State how many lines of the listing contain the word "water". Give only the number.

Entries from a pointing dataset
···

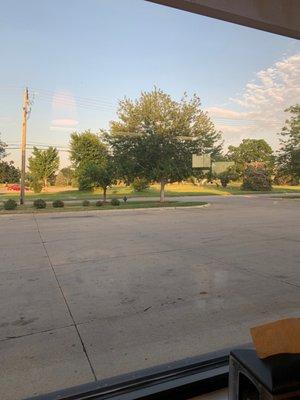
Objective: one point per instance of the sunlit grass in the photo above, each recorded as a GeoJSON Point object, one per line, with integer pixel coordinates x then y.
{"type": "Point", "coordinates": [25, 209]}
{"type": "Point", "coordinates": [175, 189]}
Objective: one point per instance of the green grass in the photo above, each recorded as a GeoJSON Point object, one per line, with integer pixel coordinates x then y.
{"type": "Point", "coordinates": [123, 206]}
{"type": "Point", "coordinates": [172, 190]}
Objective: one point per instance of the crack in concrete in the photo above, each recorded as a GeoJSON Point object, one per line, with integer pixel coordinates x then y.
{"type": "Point", "coordinates": [66, 303]}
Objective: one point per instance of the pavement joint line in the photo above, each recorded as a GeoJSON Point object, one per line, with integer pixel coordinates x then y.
{"type": "Point", "coordinates": [144, 253]}
{"type": "Point", "coordinates": [35, 333]}
{"type": "Point", "coordinates": [66, 303]}
{"type": "Point", "coordinates": [261, 274]}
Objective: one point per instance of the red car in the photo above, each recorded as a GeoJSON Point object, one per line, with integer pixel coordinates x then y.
{"type": "Point", "coordinates": [16, 187]}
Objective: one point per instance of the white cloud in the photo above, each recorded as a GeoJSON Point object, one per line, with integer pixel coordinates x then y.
{"type": "Point", "coordinates": [262, 103]}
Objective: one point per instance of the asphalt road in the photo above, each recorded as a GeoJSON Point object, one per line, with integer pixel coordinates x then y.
{"type": "Point", "coordinates": [90, 295]}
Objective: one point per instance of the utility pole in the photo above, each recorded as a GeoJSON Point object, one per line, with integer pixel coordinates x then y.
{"type": "Point", "coordinates": [26, 111]}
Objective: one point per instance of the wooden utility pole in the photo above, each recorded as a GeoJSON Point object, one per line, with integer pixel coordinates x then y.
{"type": "Point", "coordinates": [26, 106]}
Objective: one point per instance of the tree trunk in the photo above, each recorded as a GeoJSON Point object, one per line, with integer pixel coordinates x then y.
{"type": "Point", "coordinates": [162, 191]}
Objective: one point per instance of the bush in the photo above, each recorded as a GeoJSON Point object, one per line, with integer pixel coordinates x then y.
{"type": "Point", "coordinates": [257, 179]}
{"type": "Point", "coordinates": [115, 202]}
{"type": "Point", "coordinates": [58, 204]}
{"type": "Point", "coordinates": [224, 178]}
{"type": "Point", "coordinates": [39, 203]}
{"type": "Point", "coordinates": [36, 186]}
{"type": "Point", "coordinates": [10, 204]}
{"type": "Point", "coordinates": [140, 184]}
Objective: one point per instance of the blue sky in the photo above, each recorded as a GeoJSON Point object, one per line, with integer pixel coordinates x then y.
{"type": "Point", "coordinates": [91, 53]}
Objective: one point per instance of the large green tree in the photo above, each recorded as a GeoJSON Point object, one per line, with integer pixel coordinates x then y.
{"type": "Point", "coordinates": [43, 164]}
{"type": "Point", "coordinates": [8, 172]}
{"type": "Point", "coordinates": [251, 151]}
{"type": "Point", "coordinates": [155, 136]}
{"type": "Point", "coordinates": [86, 147]}
{"type": "Point", "coordinates": [288, 160]}
{"type": "Point", "coordinates": [94, 175]}
{"type": "Point", "coordinates": [65, 177]}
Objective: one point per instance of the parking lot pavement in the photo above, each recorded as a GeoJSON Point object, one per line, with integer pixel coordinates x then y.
{"type": "Point", "coordinates": [89, 295]}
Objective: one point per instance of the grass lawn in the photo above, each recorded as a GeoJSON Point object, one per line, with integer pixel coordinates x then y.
{"type": "Point", "coordinates": [182, 189]}
{"type": "Point", "coordinates": [123, 206]}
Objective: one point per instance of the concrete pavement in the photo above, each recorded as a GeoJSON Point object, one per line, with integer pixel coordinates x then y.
{"type": "Point", "coordinates": [89, 295]}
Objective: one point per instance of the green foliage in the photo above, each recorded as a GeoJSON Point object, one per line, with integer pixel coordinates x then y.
{"type": "Point", "coordinates": [115, 202]}
{"type": "Point", "coordinates": [251, 151]}
{"type": "Point", "coordinates": [10, 204]}
{"type": "Point", "coordinates": [8, 172]}
{"type": "Point", "coordinates": [36, 186]}
{"type": "Point", "coordinates": [140, 184]}
{"type": "Point", "coordinates": [85, 148]}
{"type": "Point", "coordinates": [224, 178]}
{"type": "Point", "coordinates": [58, 204]}
{"type": "Point", "coordinates": [2, 149]}
{"type": "Point", "coordinates": [43, 164]}
{"type": "Point", "coordinates": [257, 179]}
{"type": "Point", "coordinates": [288, 160]}
{"type": "Point", "coordinates": [155, 137]}
{"type": "Point", "coordinates": [65, 177]}
{"type": "Point", "coordinates": [39, 203]}
{"type": "Point", "coordinates": [93, 175]}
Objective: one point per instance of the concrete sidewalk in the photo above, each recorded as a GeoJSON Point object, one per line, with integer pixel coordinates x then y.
{"type": "Point", "coordinates": [89, 295]}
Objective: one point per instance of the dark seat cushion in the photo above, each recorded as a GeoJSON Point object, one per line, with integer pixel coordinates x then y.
{"type": "Point", "coordinates": [279, 374]}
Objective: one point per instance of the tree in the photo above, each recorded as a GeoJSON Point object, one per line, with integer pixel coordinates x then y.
{"type": "Point", "coordinates": [86, 147]}
{"type": "Point", "coordinates": [93, 175]}
{"type": "Point", "coordinates": [251, 151]}
{"type": "Point", "coordinates": [256, 178]}
{"type": "Point", "coordinates": [43, 164]}
{"type": "Point", "coordinates": [155, 137]}
{"type": "Point", "coordinates": [65, 177]}
{"type": "Point", "coordinates": [8, 172]}
{"type": "Point", "coordinates": [288, 160]}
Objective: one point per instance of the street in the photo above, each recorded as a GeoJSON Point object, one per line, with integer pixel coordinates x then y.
{"type": "Point", "coordinates": [91, 295]}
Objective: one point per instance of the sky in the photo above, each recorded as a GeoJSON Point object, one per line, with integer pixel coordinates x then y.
{"type": "Point", "coordinates": [79, 58]}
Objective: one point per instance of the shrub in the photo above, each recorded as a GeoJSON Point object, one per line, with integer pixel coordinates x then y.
{"type": "Point", "coordinates": [257, 179]}
{"type": "Point", "coordinates": [39, 203]}
{"type": "Point", "coordinates": [10, 204]}
{"type": "Point", "coordinates": [224, 178]}
{"type": "Point", "coordinates": [115, 202]}
{"type": "Point", "coordinates": [140, 184]}
{"type": "Point", "coordinates": [58, 203]}
{"type": "Point", "coordinates": [36, 186]}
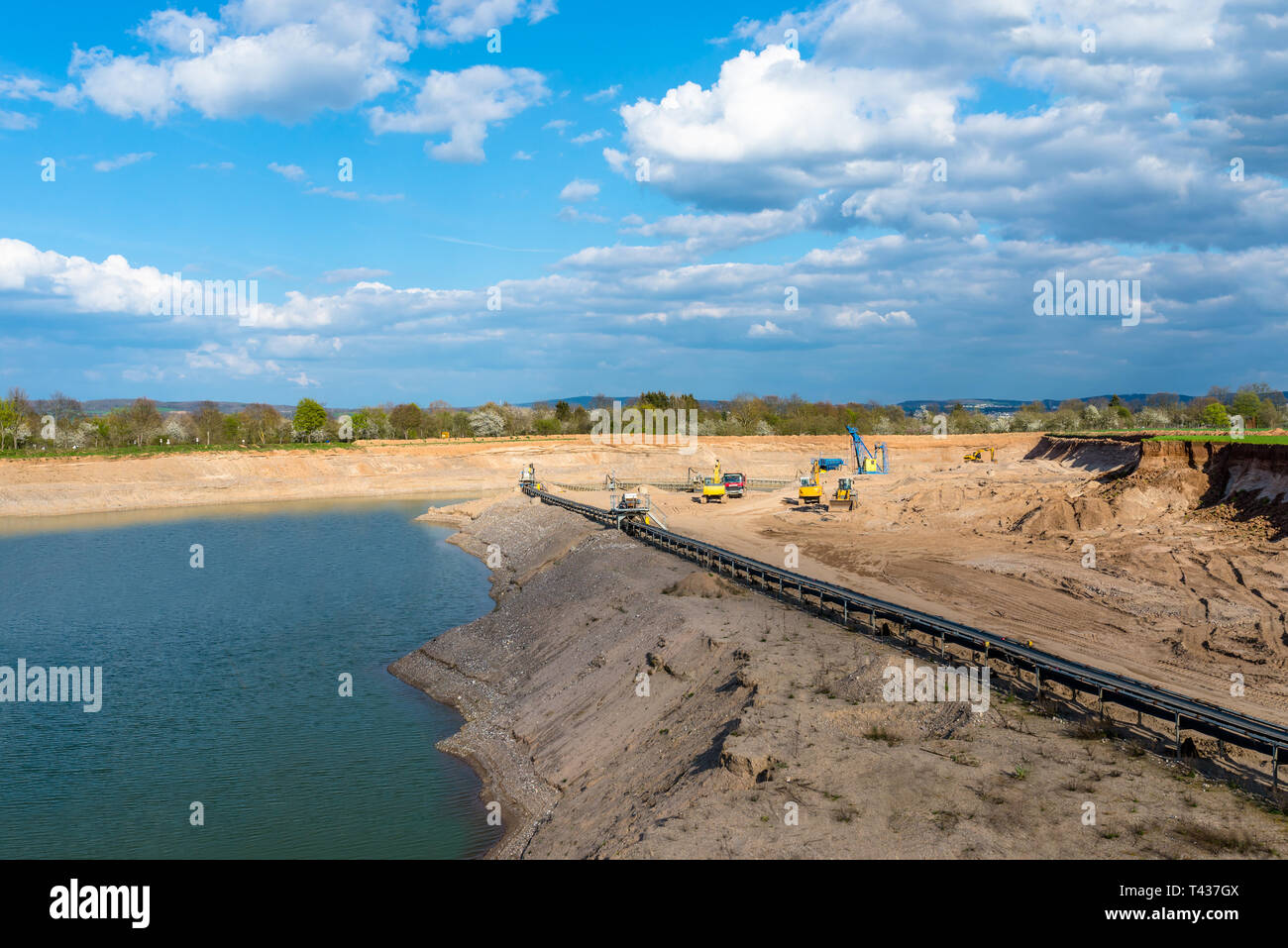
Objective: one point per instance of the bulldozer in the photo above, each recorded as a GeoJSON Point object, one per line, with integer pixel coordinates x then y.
{"type": "Point", "coordinates": [810, 489]}
{"type": "Point", "coordinates": [844, 494]}
{"type": "Point", "coordinates": [713, 488]}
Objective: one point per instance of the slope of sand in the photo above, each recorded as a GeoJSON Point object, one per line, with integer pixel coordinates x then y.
{"type": "Point", "coordinates": [42, 487]}
{"type": "Point", "coordinates": [755, 711]}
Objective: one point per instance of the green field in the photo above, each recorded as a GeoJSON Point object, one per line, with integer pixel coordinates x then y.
{"type": "Point", "coordinates": [1227, 438]}
{"type": "Point", "coordinates": [155, 450]}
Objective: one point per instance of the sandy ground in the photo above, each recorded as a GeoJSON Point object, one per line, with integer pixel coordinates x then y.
{"type": "Point", "coordinates": [1086, 548]}
{"type": "Point", "coordinates": [1160, 561]}
{"type": "Point", "coordinates": [55, 485]}
{"type": "Point", "coordinates": [764, 730]}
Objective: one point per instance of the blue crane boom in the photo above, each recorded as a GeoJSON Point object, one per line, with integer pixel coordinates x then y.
{"type": "Point", "coordinates": [864, 459]}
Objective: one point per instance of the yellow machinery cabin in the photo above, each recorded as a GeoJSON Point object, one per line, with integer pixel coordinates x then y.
{"type": "Point", "coordinates": [810, 488]}
{"type": "Point", "coordinates": [712, 488]}
{"type": "Point", "coordinates": [844, 494]}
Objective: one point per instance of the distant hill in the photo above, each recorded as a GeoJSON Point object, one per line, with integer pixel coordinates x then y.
{"type": "Point", "coordinates": [987, 406]}
{"type": "Point", "coordinates": [102, 406]}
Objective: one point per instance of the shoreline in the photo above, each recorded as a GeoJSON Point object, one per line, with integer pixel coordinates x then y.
{"type": "Point", "coordinates": [755, 707]}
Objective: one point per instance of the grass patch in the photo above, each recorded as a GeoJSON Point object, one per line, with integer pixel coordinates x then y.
{"type": "Point", "coordinates": [879, 733]}
{"type": "Point", "coordinates": [1219, 839]}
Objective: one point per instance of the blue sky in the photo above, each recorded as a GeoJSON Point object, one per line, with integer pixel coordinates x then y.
{"type": "Point", "coordinates": [786, 147]}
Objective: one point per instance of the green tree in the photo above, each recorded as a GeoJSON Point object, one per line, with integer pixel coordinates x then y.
{"type": "Point", "coordinates": [1248, 404]}
{"type": "Point", "coordinates": [309, 417]}
{"type": "Point", "coordinates": [1216, 416]}
{"type": "Point", "coordinates": [210, 421]}
{"type": "Point", "coordinates": [261, 421]}
{"type": "Point", "coordinates": [145, 420]}
{"type": "Point", "coordinates": [9, 420]}
{"type": "Point", "coordinates": [406, 419]}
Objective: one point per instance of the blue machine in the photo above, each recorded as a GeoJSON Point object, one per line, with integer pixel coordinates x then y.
{"type": "Point", "coordinates": [864, 459]}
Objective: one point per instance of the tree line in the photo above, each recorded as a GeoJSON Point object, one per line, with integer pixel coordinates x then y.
{"type": "Point", "coordinates": [63, 423]}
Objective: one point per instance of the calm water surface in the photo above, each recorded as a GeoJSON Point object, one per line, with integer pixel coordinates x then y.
{"type": "Point", "coordinates": [220, 685]}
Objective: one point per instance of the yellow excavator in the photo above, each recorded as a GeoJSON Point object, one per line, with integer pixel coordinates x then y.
{"type": "Point", "coordinates": [528, 478]}
{"type": "Point", "coordinates": [810, 489]}
{"type": "Point", "coordinates": [844, 496]}
{"type": "Point", "coordinates": [712, 488]}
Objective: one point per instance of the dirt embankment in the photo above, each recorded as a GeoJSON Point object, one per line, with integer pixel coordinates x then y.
{"type": "Point", "coordinates": [764, 732]}
{"type": "Point", "coordinates": [1160, 480]}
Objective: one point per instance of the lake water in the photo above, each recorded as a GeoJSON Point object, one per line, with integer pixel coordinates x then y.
{"type": "Point", "coordinates": [220, 685]}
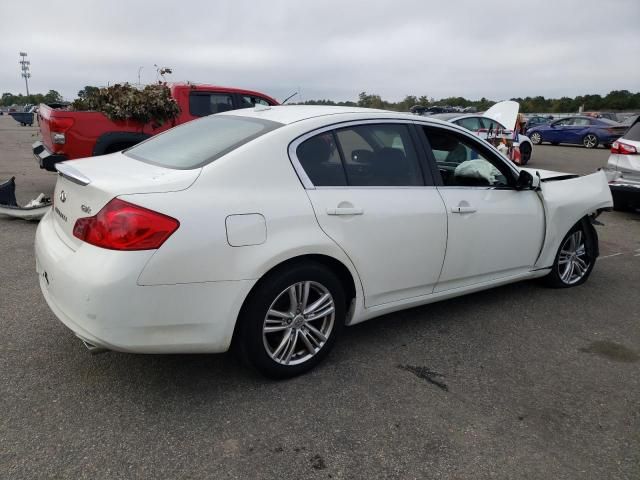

···

■ **RESPONSE**: 2